(Passage cité):
La force de l’amour et de la compassion
Kyabdjé Kalou Rinpoché
Pour le vénérable Kyabdjé Kalou Rimpotché, la médecine est l’art du don et, pour soulager la souffrance, le médecin doit aborder les patients avec un esprit de grand amour, de grande compassion.
Celui qui diagnostique les maladies et qui administre les remèdes, c’est le médecin. Qu’il s’agisse d’un médecin de la tradition bouddhique tibétaine ou d’un médecin occidental, cela ne fait guère de différence. Il faut de toute façon qu’il ait parfaitement étudié la science médicale, les remèdes, et qu’il ait acquis une connaissance pratique.
Toutefois, si la connaissance théorique et pratique est très importante, le médecin doit avoir aussi et surtout de l’amour et de la compassion. Il doit avoir compris que tous les êtres ont été nos mères et nos pères dans les vies passées, un très grand nombre de fois, et qu’ils ont tous eu alors pour nous le même amour, la même sollicitude, que nos pères et mères de cette vie.

Enregistrements tirés d'une source de données:
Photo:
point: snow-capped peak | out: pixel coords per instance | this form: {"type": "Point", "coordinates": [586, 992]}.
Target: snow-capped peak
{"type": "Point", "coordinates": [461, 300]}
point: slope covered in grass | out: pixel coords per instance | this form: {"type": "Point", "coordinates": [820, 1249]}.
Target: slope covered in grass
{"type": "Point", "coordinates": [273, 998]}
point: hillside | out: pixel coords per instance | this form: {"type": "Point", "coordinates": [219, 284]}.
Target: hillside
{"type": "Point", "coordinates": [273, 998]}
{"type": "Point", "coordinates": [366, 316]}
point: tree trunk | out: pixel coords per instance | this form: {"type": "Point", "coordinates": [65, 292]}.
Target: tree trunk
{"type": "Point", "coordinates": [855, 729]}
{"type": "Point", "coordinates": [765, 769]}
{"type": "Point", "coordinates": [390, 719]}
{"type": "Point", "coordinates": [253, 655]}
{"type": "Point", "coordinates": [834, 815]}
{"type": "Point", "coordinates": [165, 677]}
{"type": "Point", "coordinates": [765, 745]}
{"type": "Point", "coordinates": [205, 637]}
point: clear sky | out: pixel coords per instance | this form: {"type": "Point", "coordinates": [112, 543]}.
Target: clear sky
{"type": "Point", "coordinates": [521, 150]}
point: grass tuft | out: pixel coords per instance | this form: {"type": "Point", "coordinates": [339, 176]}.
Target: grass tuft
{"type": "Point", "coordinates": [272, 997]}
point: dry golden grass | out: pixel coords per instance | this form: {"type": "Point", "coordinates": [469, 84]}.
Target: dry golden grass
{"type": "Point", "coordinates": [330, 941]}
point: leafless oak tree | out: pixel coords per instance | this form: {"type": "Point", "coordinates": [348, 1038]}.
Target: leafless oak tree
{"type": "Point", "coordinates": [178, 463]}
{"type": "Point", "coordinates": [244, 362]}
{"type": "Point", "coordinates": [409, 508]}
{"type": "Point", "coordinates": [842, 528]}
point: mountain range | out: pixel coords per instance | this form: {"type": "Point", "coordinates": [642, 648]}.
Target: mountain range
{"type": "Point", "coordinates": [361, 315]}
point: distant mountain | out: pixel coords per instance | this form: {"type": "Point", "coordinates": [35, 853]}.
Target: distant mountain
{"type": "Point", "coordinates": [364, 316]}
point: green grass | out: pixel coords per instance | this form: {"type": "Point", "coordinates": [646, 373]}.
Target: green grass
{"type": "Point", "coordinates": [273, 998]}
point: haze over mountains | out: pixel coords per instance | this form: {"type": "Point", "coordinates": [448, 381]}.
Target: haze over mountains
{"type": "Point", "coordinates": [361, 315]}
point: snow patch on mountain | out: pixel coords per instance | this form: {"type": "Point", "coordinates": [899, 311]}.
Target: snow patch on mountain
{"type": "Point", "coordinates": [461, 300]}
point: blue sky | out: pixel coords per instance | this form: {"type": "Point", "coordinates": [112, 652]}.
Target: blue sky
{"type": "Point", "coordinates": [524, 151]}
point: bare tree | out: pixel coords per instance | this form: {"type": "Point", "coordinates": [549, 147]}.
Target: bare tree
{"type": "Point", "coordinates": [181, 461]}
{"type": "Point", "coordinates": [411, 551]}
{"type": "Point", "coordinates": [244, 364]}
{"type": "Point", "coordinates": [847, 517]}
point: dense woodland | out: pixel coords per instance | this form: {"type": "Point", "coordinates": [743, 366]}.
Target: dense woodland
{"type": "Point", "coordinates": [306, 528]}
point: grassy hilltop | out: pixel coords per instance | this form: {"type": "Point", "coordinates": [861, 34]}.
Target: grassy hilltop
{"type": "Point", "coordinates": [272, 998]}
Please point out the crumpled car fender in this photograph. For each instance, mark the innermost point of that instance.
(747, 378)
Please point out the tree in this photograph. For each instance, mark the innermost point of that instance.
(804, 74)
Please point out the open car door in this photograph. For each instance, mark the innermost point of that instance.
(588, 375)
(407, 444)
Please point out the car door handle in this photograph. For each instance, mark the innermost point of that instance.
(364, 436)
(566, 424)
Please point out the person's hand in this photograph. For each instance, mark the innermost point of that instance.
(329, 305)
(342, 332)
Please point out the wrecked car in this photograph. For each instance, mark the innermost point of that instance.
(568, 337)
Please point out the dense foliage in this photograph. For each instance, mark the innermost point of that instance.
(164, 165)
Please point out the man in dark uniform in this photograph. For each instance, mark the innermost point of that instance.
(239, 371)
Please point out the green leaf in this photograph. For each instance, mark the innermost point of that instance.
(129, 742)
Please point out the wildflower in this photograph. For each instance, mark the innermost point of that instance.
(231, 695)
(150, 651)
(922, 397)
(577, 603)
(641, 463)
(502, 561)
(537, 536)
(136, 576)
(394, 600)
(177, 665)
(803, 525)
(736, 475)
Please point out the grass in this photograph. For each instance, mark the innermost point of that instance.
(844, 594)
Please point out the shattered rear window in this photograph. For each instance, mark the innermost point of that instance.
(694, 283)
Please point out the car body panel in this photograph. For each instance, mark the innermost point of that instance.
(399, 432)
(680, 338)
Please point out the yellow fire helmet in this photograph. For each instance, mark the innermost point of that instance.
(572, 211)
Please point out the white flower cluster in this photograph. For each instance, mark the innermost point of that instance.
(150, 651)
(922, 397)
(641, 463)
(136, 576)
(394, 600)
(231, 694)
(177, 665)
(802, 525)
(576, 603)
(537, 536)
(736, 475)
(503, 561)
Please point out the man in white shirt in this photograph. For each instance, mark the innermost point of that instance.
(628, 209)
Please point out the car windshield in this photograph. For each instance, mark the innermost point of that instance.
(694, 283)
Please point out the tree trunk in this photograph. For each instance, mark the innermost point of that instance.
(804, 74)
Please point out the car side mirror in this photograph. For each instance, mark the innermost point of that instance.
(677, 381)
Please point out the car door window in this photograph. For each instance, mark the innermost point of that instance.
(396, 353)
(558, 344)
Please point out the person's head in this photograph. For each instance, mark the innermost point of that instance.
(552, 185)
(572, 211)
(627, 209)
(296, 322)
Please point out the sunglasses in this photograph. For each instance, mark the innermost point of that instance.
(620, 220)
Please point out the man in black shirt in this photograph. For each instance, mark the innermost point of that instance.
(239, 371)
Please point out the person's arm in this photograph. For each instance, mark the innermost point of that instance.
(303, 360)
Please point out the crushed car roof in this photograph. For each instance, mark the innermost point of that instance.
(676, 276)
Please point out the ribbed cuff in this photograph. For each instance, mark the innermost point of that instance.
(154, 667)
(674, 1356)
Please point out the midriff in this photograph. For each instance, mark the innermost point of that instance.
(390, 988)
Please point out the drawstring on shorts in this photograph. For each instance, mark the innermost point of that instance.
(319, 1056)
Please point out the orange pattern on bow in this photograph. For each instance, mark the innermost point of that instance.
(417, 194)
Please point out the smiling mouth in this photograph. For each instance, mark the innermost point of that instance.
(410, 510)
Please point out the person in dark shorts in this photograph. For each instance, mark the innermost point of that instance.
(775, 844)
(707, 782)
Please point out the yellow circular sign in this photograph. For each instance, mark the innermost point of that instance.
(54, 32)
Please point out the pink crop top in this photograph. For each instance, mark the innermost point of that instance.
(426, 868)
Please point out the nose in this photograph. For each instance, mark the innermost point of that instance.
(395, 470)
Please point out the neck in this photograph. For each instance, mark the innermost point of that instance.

(Travail demandé):
(A) Reproduisez le passage sur l'amour et la compassion, depuis « Toutefois, si la » jusqu'à « de cette vie. » inclus.
(B) Poursuivez le texte sur l'amour et la compassion à la suite de sa dernière phrase.

(Réponses attendues):
(A)
Toutefois, si la connaissance théorique et pratique est très importante, le médecin doit avoir aussi et surtout de l’amour et de la compassion. Il doit avoir compris que tous les êtres ont été nos mères et nos pères dans les vies passées, un très grand nombre de fois, et qu’ils ont tous eu alors pour nous le même amour, la même sollicitude, que nos pères et mères de cette vie.

(B)
Pourtant, tous ces êtres errent maintenant dans le samsara et souffrent de différentes manières. Dans les vies antérieures, tous les êtres ont accumulé différents karmas en accomplissant différents actes positifs et négatifs. La qualité du karma de chacun varie selon ce mélange de négatif et de positif. Cependant, tous ceux qui ont maintenant repris naissance humaine ont un karma plutôt positif puisqu’ils ont obtenu cette naissance humaine qui est un bon support d’existence.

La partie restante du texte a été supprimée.